→ **TEXTE PROPOSÉ**
*****
Karim Abed, l’arbitre de PSG – Rennes
Karim Abed, l’arbitre de PSG – Rennes

Il aura donc fallu en arriver là. Une erreur de jugement d’une grossièreté insondable pour, qu’enfin, un arbitre de L1 ose (ou puisse) s’exprimer sur un fait de jeu. Hélas, le mea culpa de M. Abed suite à son erreur lors de PSG-Rennes restera très certainement l’exception qui confirme la règle. Car pour connaître un peu les arcanes de l’arbitrage français, on peut affirmer sans grand risque de se tromper que cette déclaration à l’AFP intervenue au lendemain du fiasco a été ordonnée en très haut lieu, histoire d’éteindre au plus vite une polémique devenue virale. Une polémique qui, une fois de plus, aura alimenter le débat sur la faiblesse des arbitres français.
*****
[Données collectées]
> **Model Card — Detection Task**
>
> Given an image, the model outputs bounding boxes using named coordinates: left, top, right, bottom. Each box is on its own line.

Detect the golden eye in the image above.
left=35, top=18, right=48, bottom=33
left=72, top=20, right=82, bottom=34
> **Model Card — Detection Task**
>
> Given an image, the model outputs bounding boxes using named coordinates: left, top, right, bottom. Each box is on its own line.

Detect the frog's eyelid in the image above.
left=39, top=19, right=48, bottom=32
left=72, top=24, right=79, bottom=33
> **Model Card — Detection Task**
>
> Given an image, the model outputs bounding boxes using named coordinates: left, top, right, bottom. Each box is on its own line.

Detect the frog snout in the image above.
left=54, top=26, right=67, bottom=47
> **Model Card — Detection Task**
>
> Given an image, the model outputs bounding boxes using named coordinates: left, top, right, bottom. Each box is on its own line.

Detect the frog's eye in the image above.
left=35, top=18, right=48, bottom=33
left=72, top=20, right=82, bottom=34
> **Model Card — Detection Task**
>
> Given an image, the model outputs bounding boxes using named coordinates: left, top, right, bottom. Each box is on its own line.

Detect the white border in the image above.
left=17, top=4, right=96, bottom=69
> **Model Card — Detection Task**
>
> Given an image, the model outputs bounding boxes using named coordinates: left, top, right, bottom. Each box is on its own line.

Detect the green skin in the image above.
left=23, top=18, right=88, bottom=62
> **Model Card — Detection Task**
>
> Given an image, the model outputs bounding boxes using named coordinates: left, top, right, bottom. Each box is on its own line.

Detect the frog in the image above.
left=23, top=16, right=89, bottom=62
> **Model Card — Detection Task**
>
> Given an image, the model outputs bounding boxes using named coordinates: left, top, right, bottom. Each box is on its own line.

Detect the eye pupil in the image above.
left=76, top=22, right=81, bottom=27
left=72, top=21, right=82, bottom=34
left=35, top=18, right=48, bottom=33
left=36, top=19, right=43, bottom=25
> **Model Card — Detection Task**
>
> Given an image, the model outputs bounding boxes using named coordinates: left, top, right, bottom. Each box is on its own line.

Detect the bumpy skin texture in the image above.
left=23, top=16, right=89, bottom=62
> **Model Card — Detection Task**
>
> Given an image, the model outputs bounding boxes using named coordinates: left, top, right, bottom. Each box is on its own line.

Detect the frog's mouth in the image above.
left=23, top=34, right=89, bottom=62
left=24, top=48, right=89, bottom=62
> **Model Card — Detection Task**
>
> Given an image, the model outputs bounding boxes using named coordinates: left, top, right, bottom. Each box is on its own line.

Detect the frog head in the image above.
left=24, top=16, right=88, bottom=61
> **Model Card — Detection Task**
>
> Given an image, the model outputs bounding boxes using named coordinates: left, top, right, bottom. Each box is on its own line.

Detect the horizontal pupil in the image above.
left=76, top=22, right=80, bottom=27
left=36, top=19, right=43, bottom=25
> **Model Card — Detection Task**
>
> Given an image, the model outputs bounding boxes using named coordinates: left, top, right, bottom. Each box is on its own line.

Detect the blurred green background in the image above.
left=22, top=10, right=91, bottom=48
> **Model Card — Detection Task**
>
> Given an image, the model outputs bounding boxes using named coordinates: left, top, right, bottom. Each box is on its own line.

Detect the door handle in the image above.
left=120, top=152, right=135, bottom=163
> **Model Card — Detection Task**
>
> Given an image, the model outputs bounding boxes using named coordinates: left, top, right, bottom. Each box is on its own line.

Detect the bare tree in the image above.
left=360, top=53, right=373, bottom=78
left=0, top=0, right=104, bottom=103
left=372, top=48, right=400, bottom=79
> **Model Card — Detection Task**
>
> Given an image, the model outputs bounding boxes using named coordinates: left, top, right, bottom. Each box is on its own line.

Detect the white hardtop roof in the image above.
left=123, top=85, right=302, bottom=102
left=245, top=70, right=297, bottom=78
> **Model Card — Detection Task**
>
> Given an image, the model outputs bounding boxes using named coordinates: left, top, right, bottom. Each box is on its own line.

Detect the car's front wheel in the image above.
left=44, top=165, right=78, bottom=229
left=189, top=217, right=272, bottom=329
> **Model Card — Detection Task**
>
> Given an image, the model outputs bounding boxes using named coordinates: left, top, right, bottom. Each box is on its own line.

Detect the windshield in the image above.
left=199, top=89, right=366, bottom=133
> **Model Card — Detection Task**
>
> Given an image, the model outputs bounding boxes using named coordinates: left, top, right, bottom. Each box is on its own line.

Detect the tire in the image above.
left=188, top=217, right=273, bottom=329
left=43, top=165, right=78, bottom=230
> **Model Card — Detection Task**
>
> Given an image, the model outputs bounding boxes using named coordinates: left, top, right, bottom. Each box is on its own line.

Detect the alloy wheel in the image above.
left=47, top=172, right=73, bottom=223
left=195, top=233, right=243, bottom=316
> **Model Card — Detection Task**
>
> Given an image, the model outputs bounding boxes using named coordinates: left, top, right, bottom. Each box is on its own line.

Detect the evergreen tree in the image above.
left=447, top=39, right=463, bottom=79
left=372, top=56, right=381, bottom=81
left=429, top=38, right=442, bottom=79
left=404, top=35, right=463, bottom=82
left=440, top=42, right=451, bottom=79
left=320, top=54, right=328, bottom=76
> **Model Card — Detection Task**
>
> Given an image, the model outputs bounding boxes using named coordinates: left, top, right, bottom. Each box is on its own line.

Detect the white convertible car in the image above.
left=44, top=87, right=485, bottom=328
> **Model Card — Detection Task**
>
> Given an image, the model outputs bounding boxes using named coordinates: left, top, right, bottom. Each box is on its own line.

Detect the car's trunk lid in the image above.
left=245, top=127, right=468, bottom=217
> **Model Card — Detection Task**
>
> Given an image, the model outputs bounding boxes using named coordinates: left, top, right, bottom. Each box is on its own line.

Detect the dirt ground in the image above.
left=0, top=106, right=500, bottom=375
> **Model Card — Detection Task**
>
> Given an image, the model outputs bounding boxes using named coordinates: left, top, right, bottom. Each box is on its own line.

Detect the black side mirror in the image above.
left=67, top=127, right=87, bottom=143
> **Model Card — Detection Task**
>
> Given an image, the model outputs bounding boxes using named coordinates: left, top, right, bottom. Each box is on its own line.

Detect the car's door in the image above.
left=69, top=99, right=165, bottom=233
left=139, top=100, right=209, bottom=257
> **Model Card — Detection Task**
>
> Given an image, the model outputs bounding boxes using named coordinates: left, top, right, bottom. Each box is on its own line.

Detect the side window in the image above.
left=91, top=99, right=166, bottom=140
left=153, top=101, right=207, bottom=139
*****
→ **CONSIGNE**
Poursuivez le texte sur l'erreur d'arbitrage de Karim Abed lors de PSG-Rennes, en reprenant juste après sa dernière phrase.

→ **RÉSULTAT**
Une faiblesse indiscutable si l’on se fit au « palmarès » récent de la DTA (Direction Technique de l’Arbitrage) : depuis vingt-quatre ans aucun arbitre français n’a dirigé un match du dernier carré de Coupe du monde. C’était en… 1994 avec le talentueux Joël Quiniou au sifflet. Tous ceux qui l’ont côtoyé vous le diront, Quiniou était un homme de dialogue. Comme Michel Vautrot peu avant lui. Coïncidence troublante, Vautrot a également dirigé une demie de Mondial (en 1990) et même une finale de C1 (1986). Depuis, l’arbitrage français a donc sombré et s’est refermé sur lui-même. A moins que ce ne soit l’inverse…

Sans même parler du fantasque et fantastique M. Wurtz des années 80, la comparaison entre les arbitres actuels et leurs prédécesseurs dans l’attitude est sans appel. La plupart des référents du jeu sont désormais hautains et/ou austères. Fonctionnant en vase-clos et dans un système quasi-féodal, ils forment une caste à part et se sont exclus du spectacle. Un comble au moment où l’importance de leurs décisions n’a jamais porté tant d’enjeux. Pour résumer ce fonctionnement, l’ancien arbitre, Tony Chapron, confiait récemment dans L’Equipe : “Quand tu es arbitre (en France), tu te tais et tu es contraint de tout accepter.”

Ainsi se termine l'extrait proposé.